*Supplied passage*.
◆ ◆ ◆
The rise of right-wing politics in India is built on the fragmented nature of the struggles waged by the oppressed who constitute the vast majority of the population: "lower" castes, adivasis, working classes and peasants, women, religious
minorities, etc. Countering right-wing political imagination would mean a dismantling of caste-, class-, gender- and religion-based oppressions. This cannot happen without forging a commonality among the oppressed which is at once non-patronising as well as self-critical.
Ajay Gudavarthy (
gajay99@rediffmail.com) is with the Centre for Political Studies, Jawaharlal Nehru University, New Delhi; Nissim Mannathukkaren (nmannathukkaren@ dal.ca) is with the Department of International Development Studies, Dalhousie University, Canada.
A shorter version of this article appeared in The Hindu.
Political imagination in India has come to a standstill, aiding and abetting the construction of a homogenised cultural and political sphere. The roots of this exist not merely in the right-wing political imagination of a Hindu rashtra but also in the secular sectarianism pursued by secular, democratic and progressive political formations. Secular sectarianism of the feminists, dalits, the Left and religious minorities has, over a period, ghettoised communities and advanced a sectarian political imagination, leading to a political dead-end that they now find difficult to negotiate with. Cumulatively, they all seem to have contributed to a shrinking political imagination that has in turn handsomely contributed to the rise of right-wing politics.
◆ ◆ ◆
*Challenge 1*.
Count the lines in the records that contain the string "target", treating case as significant, and give only the number.
The records are unrelated to the text above.

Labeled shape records
◆ ◆ ◆
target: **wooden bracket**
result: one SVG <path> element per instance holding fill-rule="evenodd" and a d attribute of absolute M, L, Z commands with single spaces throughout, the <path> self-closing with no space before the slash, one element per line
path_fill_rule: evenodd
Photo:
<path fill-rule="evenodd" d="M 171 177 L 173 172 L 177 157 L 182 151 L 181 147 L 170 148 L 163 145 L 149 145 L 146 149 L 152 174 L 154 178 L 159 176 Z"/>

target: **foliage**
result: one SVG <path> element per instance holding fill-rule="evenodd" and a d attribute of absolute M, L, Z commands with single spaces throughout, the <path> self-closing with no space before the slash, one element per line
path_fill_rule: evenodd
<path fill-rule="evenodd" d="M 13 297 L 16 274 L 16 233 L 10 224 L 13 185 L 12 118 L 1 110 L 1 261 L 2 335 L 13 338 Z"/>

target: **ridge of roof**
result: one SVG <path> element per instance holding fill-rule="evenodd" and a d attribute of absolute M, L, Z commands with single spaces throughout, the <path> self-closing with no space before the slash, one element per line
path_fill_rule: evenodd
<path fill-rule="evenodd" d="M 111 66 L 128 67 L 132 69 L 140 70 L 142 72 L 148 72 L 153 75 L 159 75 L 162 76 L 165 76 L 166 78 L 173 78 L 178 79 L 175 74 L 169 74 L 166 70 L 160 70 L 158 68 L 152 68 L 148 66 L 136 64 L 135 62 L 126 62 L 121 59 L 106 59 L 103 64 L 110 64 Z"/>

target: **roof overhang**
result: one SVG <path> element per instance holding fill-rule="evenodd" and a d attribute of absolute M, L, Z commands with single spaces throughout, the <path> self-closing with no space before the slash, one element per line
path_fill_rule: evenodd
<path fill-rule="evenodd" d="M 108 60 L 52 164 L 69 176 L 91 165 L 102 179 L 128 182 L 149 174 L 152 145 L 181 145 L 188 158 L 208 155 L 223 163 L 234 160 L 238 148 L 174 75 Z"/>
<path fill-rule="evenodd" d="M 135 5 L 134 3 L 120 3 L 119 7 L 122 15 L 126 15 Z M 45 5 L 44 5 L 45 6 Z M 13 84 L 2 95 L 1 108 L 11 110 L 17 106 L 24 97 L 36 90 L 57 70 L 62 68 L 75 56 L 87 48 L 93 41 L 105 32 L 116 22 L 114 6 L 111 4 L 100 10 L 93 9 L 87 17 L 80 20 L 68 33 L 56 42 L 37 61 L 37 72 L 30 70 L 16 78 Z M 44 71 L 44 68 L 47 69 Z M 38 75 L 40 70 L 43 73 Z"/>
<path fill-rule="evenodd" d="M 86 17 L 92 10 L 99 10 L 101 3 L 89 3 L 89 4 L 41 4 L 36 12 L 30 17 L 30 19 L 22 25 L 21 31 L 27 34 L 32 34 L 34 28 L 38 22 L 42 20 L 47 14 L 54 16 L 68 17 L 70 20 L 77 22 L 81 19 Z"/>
◆ ◆ ◆
*Challenge 2*.
Please go on with the text on political imagination in India, picking up right after its last sentence.

*Written reply 1*.
4

*Written reply 2*.
Feminist politics in India was silenced after the Shah Bano Case with right-wing forces demanding a uniform civil code. As a result, it was unable to negotiate the competing demands between women’s rights and that of religious minorities. It is puzzling why it did not proceed along the lines of equating gendered practices in all religions. For instance, whether the Hadith or the Manusmriti or the Bible, all consider women to be impure during the menstrual cycle, along with many other similar sanctioned practices that place women as less than equal to men. In fact, it was Ambedkar who argued that it is only dalits and women who face untouchability due to religious sanctions.
Similarly, sections of dalit politics in India, especially vibrant on social media networks, have adopted a proprietary attitude towards Ambedkar in recent times. This has resulted in an excessive focus on “trivial and emotive issues” centred around the symbol of Ambedkar rather than on structural issues of dalit emancipation. Such “sensational and farcical attempts by Dalit groups” make it also easier for the ruling elites and mainstream caste society to trivialise Ambedkar’s ideas and the question of dalit emancipation (Wankhede 2012). Again, if earlier the idea was that all dispossessed social groups are dalits, irrespective of their caste, today even individuals seeking to annihilate caste are reduced to the caste into which they are born into; a new kind of homo sacer – as bare caste beings. In seeking to construct an authentic standpoint for dalit oppression, there is also an ignorance of oppressions like gender within certain strands of dalit activism. There is a lack of internal critique and this is justified, as Gopal Guru and V Geetha argue, “on the ground that it is not advisable to attack a dalit self which has not even emerged” (2000: 130).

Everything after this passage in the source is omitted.